▶ **Extrait du texte**
★ ★ ★

Devenir moins performant pour être plus durable

Olivier Hamant est chercheur à l’INRAE (Institut National de Recherche pour l’Agriculture, l’Alimentation et l’Environnement) et directeur de l’Institut Michel Serres. C’est également l’auteur du livre « La troisième voie du vivant ». Le 26 janvier dernier, Olivier Hamant a animé une conférence organisée par l’ADASTA à Polytech-Isima. Lors d’un salon de l’agriculture où on recherche de la performance plutôt que de la durabilité, il était question de l’impact de l’humain sur la planète, et comment s’en sortir grâce à la « robustesse ».

« Dehors devient Dedans »

Le constat est le suivant : les humains préfèrent produire en favorisant la performance en dépit de la robustesse. On préfère favoriser la performance dans un temps très court plutôt que de produire des choses durables. L’optimisation va toujours sacrifier quelque chose, Olivier Hamant demande donc, lorsque l’on optimise : « Qu’est-ce qui va être sensibilisé ». Par sensibiliser, il entend affaiblir un aspect pour en renforcer un autre.

Par exemple, on retrouve cette même idée dans les objectifs de l’ONU. En priorisant certains objectifs, on en sacrifie d’autres. Et l’objectif n°8, pour la croissance économique, pousse à toujours plus de performance.

★ ★ ★

▶ **Ensemble de lignes**
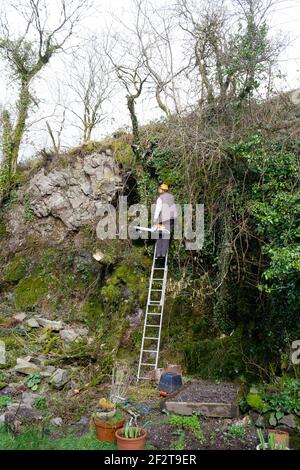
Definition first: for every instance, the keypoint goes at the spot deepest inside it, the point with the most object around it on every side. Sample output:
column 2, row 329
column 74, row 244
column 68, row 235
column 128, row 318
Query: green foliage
column 284, row 400
column 236, row 431
column 191, row 423
column 40, row 403
column 33, row 381
column 255, row 401
column 34, row 438
column 218, row 358
column 5, row 400
column 131, row 432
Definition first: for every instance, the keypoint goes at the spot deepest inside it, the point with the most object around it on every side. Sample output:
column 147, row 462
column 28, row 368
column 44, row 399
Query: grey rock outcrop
column 59, row 378
column 71, row 193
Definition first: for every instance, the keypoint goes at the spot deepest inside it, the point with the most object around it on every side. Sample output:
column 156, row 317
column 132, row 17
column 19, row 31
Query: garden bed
column 218, row 400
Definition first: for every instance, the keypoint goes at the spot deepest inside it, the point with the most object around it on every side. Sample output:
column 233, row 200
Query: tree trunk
column 135, row 125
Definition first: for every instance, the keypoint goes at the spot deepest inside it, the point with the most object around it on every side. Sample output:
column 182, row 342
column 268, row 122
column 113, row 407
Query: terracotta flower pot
column 137, row 443
column 281, row 437
column 105, row 414
column 106, row 431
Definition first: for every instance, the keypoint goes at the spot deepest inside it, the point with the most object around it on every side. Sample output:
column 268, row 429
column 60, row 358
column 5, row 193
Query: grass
column 34, row 439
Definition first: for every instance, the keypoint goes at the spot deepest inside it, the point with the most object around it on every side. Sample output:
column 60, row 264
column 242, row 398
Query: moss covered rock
column 31, row 290
column 15, row 270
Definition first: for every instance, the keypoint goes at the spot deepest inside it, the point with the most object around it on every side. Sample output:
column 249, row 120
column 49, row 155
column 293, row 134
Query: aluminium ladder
column 153, row 318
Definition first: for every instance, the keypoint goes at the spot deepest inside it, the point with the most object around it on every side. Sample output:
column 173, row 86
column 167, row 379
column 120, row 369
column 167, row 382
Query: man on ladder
column 164, row 218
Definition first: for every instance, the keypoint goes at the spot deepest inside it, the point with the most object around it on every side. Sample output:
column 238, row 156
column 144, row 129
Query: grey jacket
column 165, row 208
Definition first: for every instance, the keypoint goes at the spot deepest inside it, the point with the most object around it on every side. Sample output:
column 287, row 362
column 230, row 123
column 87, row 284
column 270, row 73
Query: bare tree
column 128, row 65
column 91, row 81
column 231, row 60
column 153, row 29
column 26, row 55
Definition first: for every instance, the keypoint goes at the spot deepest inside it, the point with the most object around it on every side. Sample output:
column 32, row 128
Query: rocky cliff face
column 62, row 198
column 71, row 194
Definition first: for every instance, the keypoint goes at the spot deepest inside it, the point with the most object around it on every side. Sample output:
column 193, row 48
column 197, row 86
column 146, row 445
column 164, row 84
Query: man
column 164, row 217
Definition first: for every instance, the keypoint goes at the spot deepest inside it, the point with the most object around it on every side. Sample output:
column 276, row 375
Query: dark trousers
column 162, row 244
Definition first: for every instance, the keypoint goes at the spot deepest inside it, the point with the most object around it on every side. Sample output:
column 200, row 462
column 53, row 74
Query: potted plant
column 107, row 420
column 271, row 444
column 281, row 437
column 105, row 409
column 131, row 438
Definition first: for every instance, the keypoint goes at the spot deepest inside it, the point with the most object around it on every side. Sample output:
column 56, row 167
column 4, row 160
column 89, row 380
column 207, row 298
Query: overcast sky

★ ★ ★

▶ **À vous**
D'après l'extrait sur la robustesse, pourquoi Olivier Hamant demande-t-il « Qu'est-ce qui va être sensibilisé » quand on optimise ? Répondez en une à trois phrases.

▶ **Zone de réponse**
Il pose cette question parce que l'optimisation va toujours sacrifier quelque chose. Par « sensibiliser », il entend affaiblir un aspect pour en renforcer un autre.